━━━━━ INPUT
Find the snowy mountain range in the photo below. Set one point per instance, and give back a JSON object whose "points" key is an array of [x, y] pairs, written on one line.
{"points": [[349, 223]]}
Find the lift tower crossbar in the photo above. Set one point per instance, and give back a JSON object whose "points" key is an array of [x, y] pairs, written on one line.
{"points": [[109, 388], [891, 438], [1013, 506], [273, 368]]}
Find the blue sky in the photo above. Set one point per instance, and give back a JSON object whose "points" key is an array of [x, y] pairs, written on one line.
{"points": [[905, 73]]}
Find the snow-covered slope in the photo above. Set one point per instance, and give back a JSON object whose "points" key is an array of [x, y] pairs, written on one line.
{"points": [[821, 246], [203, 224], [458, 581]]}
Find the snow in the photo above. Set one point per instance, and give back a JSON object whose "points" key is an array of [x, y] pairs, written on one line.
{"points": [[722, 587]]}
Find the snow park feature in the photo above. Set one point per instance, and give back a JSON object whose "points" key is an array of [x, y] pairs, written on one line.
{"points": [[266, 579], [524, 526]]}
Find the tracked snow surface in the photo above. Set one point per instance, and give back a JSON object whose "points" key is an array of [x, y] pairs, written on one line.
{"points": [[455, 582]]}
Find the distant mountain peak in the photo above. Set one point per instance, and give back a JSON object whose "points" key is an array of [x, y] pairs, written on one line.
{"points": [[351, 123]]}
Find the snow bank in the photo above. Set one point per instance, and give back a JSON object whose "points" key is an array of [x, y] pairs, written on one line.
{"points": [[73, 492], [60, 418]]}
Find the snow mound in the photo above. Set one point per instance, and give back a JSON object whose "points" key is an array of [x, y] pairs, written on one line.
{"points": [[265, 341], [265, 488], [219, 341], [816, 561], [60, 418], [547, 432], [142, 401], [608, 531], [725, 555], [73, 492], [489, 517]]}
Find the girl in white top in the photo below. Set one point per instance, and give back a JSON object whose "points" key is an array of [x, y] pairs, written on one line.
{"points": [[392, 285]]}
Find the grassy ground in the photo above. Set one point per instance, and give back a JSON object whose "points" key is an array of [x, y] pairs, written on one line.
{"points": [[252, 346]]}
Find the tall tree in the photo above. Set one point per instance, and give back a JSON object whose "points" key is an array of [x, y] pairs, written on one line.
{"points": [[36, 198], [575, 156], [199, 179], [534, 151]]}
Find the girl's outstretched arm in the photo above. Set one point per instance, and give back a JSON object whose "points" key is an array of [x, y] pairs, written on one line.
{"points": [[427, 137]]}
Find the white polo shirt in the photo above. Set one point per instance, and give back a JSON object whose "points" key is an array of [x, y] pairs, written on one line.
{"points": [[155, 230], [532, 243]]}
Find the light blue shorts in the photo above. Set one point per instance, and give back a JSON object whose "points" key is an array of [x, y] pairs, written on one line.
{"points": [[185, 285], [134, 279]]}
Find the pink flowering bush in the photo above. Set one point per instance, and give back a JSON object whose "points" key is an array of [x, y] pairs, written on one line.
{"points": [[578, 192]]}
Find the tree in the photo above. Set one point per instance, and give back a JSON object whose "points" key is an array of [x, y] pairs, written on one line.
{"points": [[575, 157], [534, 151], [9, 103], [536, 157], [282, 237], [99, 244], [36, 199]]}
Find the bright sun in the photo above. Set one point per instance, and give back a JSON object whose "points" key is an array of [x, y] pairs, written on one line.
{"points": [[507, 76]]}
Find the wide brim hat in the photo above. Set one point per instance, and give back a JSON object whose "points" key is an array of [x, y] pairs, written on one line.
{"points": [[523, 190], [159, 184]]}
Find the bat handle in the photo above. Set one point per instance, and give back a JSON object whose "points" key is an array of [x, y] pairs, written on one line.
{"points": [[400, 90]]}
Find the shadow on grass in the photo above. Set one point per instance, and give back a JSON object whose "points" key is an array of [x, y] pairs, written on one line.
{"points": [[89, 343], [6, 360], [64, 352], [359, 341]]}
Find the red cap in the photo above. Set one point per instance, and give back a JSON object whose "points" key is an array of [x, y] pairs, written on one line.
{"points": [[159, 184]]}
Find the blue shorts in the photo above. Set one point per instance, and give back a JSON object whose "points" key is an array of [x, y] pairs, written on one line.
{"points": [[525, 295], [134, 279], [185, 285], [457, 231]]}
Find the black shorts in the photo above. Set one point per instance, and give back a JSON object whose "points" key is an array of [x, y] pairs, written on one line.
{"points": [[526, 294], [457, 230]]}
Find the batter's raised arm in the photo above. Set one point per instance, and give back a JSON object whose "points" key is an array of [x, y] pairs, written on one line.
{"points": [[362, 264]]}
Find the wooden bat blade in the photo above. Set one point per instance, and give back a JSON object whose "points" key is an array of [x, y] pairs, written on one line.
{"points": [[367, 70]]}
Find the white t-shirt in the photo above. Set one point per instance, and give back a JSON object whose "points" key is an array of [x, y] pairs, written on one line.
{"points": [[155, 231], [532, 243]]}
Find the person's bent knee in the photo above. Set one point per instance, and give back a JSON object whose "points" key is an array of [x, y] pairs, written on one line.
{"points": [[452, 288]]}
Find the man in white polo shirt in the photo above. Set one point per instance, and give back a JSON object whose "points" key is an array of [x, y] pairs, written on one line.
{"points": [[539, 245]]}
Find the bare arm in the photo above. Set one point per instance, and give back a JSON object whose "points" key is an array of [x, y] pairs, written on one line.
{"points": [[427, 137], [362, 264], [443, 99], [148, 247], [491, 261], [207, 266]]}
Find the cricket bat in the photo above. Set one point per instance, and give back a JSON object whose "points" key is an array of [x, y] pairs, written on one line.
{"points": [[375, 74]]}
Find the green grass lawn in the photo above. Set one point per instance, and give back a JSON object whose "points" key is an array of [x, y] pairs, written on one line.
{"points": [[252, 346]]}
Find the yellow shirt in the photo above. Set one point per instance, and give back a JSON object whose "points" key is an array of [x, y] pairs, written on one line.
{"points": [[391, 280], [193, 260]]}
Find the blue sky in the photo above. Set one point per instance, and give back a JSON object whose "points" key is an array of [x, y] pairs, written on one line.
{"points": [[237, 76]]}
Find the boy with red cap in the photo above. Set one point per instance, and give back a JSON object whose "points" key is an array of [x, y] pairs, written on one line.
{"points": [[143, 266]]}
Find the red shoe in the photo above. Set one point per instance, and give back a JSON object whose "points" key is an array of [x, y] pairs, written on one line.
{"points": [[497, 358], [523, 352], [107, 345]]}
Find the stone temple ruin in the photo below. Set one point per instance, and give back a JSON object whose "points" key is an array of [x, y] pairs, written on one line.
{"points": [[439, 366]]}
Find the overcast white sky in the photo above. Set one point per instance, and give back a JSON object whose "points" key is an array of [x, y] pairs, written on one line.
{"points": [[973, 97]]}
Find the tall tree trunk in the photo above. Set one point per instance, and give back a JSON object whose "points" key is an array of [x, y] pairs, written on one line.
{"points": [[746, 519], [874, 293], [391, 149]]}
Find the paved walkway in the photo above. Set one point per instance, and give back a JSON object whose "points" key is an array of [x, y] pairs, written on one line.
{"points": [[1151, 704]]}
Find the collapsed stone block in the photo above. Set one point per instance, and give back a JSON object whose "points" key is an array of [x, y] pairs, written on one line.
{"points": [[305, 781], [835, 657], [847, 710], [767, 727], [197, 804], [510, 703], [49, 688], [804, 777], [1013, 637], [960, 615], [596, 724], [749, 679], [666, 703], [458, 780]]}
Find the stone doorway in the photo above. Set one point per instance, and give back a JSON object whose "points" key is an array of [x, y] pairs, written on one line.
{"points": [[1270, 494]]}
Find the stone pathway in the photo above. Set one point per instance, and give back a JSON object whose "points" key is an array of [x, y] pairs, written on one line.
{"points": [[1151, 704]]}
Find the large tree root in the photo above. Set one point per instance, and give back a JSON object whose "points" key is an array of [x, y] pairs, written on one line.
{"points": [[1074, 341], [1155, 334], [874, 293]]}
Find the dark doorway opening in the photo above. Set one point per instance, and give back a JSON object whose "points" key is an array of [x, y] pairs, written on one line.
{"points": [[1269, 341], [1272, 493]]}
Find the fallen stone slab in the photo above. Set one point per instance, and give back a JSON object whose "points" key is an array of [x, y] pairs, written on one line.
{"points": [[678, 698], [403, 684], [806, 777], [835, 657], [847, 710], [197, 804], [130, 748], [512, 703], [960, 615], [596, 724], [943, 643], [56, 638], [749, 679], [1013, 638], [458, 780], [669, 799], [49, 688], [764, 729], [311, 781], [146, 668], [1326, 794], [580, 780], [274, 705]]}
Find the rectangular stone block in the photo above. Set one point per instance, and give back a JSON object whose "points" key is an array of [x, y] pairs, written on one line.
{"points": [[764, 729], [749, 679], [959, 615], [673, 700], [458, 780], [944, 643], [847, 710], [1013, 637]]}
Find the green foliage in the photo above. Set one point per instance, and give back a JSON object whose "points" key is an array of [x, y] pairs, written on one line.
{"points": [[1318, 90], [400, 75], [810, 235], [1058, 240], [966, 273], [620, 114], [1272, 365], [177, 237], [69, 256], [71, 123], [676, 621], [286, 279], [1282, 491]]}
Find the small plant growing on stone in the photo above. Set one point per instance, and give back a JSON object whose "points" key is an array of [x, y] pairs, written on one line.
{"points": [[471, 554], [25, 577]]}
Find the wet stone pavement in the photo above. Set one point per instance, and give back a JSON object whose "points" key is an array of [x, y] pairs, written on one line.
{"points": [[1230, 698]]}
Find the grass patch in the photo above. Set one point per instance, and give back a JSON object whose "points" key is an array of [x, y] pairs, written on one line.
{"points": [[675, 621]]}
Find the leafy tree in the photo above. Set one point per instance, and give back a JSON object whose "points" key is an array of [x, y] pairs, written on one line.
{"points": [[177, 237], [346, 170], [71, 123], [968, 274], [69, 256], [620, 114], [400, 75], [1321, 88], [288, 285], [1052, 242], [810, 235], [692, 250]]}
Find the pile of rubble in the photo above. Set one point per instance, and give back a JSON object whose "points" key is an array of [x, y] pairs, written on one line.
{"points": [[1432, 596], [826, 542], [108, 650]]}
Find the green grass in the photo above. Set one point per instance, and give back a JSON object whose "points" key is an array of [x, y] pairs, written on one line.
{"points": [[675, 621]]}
━━━━━━━━━━
## DIRECTIONS FOR THIS TASK
Give back exactly the lines running from the line containing "Find the pile" through the end of the material above, both included, and nothing beyond them.

## SOLUTION TO THIS TASK
Find the pile of rubble in the photo above. Set one point per instance, and give back a JSON object whose "points" key is an array of [x, y] pairs, written on one line.
{"points": [[1432, 596], [826, 542], [108, 650]]}
Find the green grass in the photo above. Set one point per instance, and give back a JSON object whose "points" key is an array of [x, y] pairs, written on one line.
{"points": [[675, 621]]}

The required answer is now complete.